Task to complete. Rewrite the listing from its first line through the line containing "M 98 43 L 93", changing "tiled roof" to "slate roof" and keeping everything else the same.

(Labeled shape records)
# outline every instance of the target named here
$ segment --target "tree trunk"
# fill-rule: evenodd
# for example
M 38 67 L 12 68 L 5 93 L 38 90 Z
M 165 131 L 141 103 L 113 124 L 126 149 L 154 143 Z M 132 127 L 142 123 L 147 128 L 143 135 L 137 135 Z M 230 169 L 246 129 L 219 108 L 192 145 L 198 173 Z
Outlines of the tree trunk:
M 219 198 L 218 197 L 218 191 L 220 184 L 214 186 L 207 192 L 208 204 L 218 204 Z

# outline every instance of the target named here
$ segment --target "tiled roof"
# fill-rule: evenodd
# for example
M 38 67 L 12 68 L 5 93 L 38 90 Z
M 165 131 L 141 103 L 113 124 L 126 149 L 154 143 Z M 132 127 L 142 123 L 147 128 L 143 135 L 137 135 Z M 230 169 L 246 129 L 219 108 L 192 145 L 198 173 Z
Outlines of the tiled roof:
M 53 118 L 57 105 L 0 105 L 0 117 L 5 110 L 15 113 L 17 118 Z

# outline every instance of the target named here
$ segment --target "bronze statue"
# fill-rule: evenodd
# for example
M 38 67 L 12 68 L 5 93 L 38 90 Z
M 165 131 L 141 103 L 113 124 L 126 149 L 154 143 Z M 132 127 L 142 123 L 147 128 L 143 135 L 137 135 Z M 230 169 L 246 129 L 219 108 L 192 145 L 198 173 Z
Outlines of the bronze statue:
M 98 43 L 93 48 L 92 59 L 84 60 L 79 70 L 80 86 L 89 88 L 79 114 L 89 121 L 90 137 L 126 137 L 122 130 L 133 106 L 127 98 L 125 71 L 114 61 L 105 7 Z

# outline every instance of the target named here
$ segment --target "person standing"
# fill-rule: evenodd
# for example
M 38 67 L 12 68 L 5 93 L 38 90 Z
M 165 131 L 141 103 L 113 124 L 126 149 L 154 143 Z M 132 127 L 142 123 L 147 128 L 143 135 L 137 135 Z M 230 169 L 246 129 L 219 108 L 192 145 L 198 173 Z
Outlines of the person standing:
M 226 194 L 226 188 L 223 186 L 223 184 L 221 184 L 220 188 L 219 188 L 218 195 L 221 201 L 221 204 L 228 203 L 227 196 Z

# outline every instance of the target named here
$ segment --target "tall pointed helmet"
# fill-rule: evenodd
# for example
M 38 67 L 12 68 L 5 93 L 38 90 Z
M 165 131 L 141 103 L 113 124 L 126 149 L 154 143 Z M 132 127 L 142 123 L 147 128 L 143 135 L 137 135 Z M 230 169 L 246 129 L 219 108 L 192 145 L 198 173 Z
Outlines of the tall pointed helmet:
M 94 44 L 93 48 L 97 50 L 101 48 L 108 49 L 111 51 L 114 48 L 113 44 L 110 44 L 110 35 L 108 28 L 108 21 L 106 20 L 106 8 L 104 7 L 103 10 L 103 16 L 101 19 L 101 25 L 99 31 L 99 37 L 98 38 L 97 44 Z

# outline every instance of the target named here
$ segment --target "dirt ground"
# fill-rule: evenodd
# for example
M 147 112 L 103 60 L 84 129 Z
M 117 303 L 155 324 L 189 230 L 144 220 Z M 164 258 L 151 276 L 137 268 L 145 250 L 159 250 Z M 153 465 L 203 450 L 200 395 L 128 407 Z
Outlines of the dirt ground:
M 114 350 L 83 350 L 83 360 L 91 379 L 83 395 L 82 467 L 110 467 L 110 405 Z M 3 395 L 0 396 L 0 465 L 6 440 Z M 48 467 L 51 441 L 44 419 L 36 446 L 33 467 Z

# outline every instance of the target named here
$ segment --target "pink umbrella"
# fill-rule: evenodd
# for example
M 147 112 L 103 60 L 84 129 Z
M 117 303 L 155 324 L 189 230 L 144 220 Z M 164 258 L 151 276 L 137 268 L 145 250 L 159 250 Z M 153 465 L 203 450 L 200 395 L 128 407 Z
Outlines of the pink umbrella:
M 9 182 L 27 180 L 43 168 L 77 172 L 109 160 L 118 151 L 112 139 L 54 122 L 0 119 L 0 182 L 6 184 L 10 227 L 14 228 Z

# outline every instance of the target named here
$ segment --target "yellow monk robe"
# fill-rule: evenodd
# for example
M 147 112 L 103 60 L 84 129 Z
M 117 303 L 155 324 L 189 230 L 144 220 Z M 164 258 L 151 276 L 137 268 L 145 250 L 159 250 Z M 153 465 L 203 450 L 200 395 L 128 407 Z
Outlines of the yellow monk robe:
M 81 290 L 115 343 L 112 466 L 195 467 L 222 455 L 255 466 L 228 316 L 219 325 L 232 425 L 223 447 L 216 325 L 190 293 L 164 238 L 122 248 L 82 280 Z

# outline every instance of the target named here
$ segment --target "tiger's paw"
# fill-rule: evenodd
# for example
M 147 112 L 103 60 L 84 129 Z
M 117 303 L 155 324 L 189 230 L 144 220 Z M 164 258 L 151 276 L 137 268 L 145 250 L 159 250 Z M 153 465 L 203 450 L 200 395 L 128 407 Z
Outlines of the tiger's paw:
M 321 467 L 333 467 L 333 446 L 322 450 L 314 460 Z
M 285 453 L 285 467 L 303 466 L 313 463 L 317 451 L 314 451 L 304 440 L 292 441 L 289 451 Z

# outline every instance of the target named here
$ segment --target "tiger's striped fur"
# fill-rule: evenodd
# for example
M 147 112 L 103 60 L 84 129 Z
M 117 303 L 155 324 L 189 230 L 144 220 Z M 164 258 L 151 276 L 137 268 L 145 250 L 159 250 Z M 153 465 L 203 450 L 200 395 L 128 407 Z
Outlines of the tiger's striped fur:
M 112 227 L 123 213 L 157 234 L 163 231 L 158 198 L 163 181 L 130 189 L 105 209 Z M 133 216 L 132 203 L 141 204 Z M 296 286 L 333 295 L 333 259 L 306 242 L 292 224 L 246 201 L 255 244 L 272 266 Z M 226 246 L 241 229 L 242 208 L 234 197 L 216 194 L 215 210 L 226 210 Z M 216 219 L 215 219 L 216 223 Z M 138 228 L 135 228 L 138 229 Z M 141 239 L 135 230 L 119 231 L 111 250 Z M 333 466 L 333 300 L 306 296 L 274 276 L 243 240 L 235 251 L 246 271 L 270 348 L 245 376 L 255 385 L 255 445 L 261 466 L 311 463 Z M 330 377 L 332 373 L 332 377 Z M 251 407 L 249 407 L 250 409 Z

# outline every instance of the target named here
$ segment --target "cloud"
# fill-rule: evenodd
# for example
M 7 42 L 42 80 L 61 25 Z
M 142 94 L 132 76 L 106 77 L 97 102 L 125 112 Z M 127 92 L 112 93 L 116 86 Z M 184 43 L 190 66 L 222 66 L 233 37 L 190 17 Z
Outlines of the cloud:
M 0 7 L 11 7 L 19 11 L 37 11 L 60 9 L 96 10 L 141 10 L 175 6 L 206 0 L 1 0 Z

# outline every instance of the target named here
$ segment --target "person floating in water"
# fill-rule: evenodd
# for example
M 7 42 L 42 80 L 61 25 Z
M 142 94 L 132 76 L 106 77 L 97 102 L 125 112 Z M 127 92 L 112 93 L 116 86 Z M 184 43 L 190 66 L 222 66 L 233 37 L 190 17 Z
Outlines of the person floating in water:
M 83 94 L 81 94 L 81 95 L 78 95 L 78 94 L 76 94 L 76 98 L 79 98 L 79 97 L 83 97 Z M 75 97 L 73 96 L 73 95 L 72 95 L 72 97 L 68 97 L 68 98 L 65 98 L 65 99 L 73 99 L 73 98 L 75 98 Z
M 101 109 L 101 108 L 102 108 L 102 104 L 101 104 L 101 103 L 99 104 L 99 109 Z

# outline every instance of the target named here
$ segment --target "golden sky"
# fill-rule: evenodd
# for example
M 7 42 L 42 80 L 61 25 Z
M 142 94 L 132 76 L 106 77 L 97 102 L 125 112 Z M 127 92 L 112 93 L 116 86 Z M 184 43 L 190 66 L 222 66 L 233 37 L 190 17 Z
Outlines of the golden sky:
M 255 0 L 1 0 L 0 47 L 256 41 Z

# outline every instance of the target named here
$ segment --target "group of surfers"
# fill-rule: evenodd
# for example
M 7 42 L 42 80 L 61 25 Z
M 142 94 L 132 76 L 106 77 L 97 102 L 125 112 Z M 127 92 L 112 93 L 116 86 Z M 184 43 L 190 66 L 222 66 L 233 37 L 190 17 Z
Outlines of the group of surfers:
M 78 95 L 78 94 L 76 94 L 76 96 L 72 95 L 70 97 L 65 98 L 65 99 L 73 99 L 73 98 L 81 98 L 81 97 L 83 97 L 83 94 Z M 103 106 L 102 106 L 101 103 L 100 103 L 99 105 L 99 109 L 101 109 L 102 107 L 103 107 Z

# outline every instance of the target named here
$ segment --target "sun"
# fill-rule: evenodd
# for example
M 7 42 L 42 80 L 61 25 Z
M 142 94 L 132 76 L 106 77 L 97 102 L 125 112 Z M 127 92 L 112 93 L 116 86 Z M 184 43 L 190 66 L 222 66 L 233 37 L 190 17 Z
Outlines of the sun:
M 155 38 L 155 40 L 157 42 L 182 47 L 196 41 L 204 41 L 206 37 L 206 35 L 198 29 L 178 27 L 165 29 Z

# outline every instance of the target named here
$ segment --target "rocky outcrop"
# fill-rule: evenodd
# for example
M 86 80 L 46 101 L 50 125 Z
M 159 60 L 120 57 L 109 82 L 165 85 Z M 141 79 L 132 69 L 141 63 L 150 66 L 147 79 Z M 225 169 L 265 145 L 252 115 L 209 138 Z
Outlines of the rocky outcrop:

Response for this exercise.
# outline every instance of the target named here
$ segment --target "tree trunk"
# fill-rule: evenodd
# for example
M 38 67 L 12 68 L 5 93 L 38 90 Z
M 165 131 L 141 103 L 113 124 L 126 149 L 154 143 Z M 132 127 L 142 123 L 147 128 L 143 135 L 137 135 Z M 230 169 L 246 129 L 219 108 L 192 145 L 198 173 Z
Outlines of the tree trunk:
M 219 198 L 218 197 L 218 191 L 220 184 L 214 186 L 207 192 L 208 204 L 218 204 Z

# outline every instance of the target named here
$ segment --target "slate roof"
# fill-rule: evenodd
# for example
M 38 67 L 12 68 L 5 93 L 38 90 Z
M 165 131 L 141 103 L 113 124 L 126 149 L 154 143 Z M 132 127 L 142 123 L 147 128 L 143 135 L 137 135 Z M 230 169 L 246 129 L 219 108 L 192 145 L 198 173 Z
Outlines of the slate roof:
M 53 118 L 57 105 L 0 105 L 0 117 L 5 110 L 15 113 L 17 118 Z

# outline every instance of the target named here
$ segment --target "bronze statue"
# fill-rule: evenodd
# for example
M 38 67 L 12 68 L 5 93 L 38 90 Z
M 165 131 L 141 103 L 113 124 L 126 149 L 154 143 Z M 132 127 L 142 123 L 147 128 L 143 135 L 137 135 Z M 230 169 L 246 129 L 219 108 L 192 145 L 198 173 Z
Outlines of the bronze statue:
M 98 43 L 93 48 L 92 59 L 84 60 L 79 70 L 80 86 L 89 88 L 79 114 L 89 121 L 90 137 L 126 137 L 122 130 L 133 106 L 127 98 L 125 71 L 114 61 L 105 7 Z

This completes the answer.